Try this source, http://wiemer.com/nursery/retail-vines/


----------



## NewOrleans (Apr 6, 2013)

saramc said:


> Try this source, http://wiemer.com/nursery/retail-vines/



Thanks, Sarmac! I will be contacting them Monday. You may have saved me a year wait!


----------



## saramc (Apr 7, 2013)

NewOrleans said:


> Thanks, Sarmac! I will be contacting them Monday. You may have saved me a year wait!



Have you called Double A and asked to be put on a waiting list? They may have people cancel an order.


----------



## NewOrleans (Apr 8, 2013)

when I have talked with Sue, she assured me they were completely out. I have also heard from a winemaker friend that weimer is out as well (that could explain why they have not called back)


So I am still looking everyone! any leads are greatly appreciated as the planting window is here and will close within the next month


----------



## saramc (Apr 9, 2013)

Maybe you can find something here: http://ngr.ucdavis.edu/varietyview.cfm?varietynum=3238

Check vintagenurseries.com

How many do you need?


----------



## NewOrleans (Apr 10, 2013)

thanks so much for the lead. I only need 18 for now 

I will post where and when I find them. So if there is no post, I am still looking


----------



## NewOrleans (Apr 10, 2013)

I found some riesling in California and in upstate NY (small roots) thanks for the help!


----------

■ **Recorded information**:
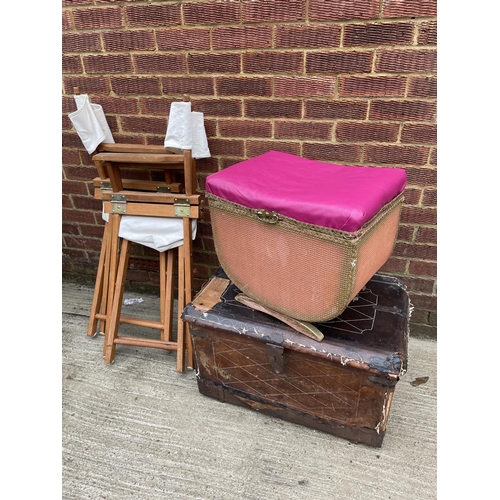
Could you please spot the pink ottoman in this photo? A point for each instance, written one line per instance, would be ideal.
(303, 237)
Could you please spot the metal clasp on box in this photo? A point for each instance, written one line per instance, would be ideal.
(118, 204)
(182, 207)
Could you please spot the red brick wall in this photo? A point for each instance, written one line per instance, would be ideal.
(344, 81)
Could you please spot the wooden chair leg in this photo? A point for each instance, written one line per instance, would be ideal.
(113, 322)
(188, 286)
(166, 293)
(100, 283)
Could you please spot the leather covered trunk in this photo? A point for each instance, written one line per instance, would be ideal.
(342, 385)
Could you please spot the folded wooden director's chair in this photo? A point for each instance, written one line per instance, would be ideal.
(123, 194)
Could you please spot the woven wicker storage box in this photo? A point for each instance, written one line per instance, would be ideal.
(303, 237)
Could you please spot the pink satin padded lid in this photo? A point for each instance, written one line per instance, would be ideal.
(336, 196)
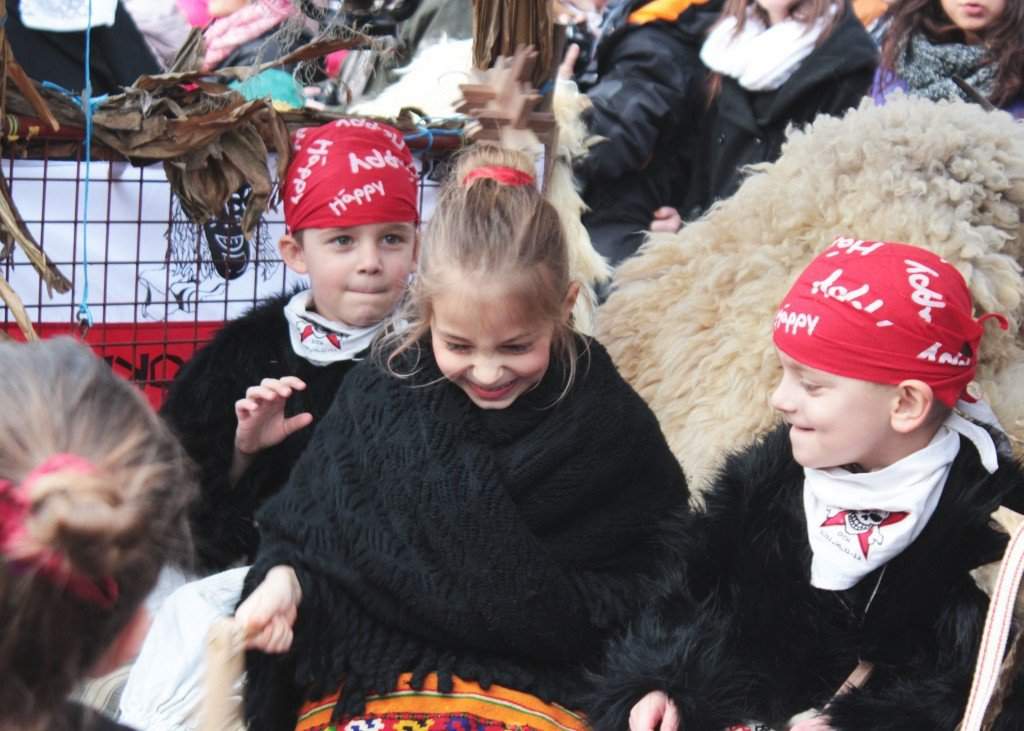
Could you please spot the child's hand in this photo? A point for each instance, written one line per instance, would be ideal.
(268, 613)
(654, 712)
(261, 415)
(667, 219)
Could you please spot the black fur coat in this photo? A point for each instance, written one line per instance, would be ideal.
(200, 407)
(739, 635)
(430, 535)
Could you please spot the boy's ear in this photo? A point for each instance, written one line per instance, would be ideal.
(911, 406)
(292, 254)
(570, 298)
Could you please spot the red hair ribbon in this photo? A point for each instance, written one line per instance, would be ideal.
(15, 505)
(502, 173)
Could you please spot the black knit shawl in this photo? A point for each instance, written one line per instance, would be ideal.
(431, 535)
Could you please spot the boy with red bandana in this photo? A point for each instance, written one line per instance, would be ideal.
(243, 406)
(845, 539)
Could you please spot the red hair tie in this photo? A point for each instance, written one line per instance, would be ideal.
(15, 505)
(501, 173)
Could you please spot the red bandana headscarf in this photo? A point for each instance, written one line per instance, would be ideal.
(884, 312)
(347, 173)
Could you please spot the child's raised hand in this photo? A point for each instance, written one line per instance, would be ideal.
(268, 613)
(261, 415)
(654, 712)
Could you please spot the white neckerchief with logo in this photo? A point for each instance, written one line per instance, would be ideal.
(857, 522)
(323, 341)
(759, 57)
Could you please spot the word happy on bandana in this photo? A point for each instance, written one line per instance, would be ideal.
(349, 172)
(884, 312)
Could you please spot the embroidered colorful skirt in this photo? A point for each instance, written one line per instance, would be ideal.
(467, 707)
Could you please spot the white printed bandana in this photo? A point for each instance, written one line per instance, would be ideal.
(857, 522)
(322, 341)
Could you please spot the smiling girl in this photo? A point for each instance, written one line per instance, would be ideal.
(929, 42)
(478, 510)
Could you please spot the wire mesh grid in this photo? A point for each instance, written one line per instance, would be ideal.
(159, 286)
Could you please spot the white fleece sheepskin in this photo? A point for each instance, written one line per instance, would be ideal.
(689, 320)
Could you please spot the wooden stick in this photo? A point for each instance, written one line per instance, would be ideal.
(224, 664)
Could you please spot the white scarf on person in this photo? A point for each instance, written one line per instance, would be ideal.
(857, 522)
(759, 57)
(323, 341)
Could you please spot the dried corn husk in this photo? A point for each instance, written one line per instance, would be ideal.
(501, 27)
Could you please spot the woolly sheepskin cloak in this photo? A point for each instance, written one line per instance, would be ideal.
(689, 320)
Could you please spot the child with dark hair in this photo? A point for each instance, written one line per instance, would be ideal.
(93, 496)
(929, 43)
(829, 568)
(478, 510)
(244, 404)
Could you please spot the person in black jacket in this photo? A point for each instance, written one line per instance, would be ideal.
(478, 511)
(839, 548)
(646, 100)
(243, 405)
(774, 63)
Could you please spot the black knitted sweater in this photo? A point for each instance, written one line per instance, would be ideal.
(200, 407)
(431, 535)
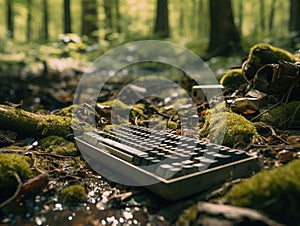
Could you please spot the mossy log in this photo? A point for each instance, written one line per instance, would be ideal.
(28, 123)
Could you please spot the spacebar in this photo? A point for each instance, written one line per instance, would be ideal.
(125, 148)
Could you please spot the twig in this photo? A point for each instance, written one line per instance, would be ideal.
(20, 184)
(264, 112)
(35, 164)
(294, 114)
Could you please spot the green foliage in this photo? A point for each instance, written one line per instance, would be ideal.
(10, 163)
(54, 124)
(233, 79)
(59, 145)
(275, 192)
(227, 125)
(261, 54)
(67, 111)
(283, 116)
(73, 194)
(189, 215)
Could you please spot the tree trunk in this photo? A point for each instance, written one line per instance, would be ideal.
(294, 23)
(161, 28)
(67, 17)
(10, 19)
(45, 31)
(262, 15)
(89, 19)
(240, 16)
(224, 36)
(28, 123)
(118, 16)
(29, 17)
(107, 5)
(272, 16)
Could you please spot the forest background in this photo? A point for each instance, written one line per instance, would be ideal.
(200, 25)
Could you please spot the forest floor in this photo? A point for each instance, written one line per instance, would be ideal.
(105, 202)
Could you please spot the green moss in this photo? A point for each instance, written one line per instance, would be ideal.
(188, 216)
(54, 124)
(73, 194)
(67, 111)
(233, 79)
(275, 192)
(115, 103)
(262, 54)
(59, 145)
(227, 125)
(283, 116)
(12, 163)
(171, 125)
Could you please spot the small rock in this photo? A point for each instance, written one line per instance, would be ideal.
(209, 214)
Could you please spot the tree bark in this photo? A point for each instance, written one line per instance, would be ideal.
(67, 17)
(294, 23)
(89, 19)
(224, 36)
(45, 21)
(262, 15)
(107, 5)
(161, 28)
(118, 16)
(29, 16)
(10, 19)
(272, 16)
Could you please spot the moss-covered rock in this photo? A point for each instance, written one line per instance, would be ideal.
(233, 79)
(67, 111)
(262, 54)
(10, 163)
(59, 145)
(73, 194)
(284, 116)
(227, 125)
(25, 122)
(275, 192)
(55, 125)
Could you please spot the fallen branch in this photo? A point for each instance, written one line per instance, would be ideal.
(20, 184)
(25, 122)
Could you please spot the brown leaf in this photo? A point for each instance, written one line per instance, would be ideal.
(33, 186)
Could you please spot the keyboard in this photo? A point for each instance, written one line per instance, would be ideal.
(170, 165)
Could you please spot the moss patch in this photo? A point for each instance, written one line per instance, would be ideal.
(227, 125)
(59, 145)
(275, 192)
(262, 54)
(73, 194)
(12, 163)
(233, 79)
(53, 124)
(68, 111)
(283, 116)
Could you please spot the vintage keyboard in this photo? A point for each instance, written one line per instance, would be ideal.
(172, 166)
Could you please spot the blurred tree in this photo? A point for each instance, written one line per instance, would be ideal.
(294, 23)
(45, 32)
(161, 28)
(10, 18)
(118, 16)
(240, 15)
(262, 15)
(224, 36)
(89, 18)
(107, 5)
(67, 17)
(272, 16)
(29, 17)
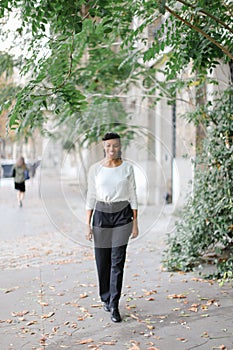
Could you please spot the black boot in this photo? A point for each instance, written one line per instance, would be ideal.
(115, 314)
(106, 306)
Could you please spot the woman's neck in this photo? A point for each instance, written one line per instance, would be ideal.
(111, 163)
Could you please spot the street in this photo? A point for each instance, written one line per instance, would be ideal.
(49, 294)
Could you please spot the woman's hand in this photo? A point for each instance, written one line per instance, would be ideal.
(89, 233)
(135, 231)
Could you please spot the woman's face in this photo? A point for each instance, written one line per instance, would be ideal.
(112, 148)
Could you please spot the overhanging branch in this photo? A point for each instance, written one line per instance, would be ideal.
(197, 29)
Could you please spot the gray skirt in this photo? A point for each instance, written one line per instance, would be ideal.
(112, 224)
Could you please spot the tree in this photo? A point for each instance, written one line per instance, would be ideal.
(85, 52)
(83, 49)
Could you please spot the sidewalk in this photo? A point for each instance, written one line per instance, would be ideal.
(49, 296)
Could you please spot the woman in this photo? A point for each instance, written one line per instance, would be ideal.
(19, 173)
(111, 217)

---

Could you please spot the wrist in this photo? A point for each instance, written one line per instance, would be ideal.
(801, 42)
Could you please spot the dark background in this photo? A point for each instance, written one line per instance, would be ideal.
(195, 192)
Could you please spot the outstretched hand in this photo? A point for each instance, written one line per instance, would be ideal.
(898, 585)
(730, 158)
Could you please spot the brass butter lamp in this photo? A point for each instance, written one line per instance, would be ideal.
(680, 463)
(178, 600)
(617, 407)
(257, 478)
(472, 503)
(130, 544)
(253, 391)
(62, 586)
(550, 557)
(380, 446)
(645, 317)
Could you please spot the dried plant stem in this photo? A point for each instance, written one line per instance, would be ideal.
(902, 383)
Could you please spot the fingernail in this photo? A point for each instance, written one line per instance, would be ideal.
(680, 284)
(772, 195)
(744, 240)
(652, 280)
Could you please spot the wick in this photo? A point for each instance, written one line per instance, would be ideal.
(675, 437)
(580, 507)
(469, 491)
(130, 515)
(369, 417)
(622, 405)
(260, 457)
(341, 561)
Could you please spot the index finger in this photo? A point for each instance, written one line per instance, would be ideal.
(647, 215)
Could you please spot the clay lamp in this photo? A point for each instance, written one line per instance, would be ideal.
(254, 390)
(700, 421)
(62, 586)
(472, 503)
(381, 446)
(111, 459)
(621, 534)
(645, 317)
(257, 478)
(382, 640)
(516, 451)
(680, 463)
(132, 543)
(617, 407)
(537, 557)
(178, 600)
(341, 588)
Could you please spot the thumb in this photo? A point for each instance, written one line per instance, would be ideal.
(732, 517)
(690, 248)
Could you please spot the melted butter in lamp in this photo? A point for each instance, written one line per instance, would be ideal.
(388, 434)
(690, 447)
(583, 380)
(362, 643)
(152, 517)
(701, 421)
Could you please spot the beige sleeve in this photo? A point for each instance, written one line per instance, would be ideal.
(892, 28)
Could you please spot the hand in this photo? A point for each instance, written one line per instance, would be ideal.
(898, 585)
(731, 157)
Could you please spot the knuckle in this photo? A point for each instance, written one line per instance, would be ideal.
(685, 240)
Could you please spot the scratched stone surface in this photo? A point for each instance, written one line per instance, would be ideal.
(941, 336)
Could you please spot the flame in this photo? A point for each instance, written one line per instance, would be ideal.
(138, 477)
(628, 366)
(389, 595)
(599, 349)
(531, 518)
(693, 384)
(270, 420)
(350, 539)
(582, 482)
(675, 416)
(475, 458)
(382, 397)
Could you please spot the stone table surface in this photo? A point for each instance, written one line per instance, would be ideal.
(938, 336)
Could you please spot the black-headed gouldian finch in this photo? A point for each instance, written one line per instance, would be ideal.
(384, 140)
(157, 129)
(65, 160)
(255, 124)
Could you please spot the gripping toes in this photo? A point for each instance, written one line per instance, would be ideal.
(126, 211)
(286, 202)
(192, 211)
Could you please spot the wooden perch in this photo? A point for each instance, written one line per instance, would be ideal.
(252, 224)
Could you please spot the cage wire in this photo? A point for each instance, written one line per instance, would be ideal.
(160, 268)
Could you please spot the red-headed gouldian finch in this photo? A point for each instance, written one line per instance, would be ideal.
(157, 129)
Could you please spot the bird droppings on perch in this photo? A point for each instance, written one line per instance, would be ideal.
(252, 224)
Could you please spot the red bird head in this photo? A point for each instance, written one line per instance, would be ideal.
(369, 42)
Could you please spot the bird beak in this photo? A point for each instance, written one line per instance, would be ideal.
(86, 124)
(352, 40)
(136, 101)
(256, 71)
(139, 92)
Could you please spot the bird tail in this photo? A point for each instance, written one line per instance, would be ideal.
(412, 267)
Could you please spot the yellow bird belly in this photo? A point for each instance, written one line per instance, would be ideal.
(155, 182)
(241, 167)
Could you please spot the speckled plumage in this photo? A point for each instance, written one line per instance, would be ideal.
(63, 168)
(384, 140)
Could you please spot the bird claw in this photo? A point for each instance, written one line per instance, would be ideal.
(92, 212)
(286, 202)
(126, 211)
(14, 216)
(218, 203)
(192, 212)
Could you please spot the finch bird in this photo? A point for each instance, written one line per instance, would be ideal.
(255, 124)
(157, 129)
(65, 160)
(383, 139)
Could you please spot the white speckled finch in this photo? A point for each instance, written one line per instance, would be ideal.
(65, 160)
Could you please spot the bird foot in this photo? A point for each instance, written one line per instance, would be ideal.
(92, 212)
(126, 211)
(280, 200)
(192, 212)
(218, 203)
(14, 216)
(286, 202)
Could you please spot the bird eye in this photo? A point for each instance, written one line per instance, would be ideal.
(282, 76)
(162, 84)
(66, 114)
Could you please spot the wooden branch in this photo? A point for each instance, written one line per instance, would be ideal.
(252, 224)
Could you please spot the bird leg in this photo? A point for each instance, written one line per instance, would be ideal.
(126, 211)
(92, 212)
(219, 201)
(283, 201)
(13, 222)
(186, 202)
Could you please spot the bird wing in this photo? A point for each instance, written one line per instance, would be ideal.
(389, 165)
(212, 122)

■ **Required work**:
Could you give the part of the grape-vine thread between "when I have" and "(Apr 9, 2013)", inclusive, again, with "winemaker" replaced by "grower"?

■ **Solution for this exercise**:
when I have talked with Sue, she assured me they were completely out. I have also heard from a grower friend that weimer is out as well (that could explain why they have not called back)


So I am still looking everyone! any leads are greatly appreciated as the planting window is here and will close within the next month


----------



## saramc (Apr 9, 2013)